▶ _Short problem_:
Set down the lines below word for word, starting with the one that contains "the moth wing" and going on through the one that contains "point(122, 25)", including both.

▶ _Material for this exercise_:
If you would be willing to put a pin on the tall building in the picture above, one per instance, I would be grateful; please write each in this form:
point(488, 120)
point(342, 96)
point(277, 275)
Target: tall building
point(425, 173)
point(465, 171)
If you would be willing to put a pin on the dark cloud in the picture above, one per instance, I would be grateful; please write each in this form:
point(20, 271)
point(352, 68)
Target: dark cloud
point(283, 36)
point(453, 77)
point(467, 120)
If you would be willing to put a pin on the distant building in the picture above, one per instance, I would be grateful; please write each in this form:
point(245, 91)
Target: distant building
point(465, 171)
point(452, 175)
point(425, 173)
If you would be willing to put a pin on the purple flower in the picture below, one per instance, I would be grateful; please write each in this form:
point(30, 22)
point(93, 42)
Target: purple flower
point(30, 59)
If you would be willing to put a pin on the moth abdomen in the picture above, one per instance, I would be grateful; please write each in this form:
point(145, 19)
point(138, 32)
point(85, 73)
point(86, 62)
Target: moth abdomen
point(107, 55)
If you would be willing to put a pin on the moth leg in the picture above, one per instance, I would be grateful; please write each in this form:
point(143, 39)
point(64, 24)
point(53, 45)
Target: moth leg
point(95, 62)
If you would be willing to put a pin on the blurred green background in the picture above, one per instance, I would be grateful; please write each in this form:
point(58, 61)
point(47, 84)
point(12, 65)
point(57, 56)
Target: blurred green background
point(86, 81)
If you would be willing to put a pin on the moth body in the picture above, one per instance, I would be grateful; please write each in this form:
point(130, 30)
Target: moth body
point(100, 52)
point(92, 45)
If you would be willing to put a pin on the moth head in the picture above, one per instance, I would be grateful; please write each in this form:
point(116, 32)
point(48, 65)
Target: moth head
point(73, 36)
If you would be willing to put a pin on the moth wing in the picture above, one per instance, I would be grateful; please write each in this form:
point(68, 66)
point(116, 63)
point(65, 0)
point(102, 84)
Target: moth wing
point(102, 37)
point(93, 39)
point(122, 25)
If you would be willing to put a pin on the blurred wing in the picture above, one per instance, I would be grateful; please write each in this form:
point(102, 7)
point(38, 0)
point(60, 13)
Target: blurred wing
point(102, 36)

▶ _Task solution_:
If you would be willing to put a pin on the moth wing in the picture above, one per instance, I would be grateful; please write each in this form:
point(68, 66)
point(116, 63)
point(65, 0)
point(102, 84)
Target: moth wing
point(102, 37)
point(93, 39)
point(122, 25)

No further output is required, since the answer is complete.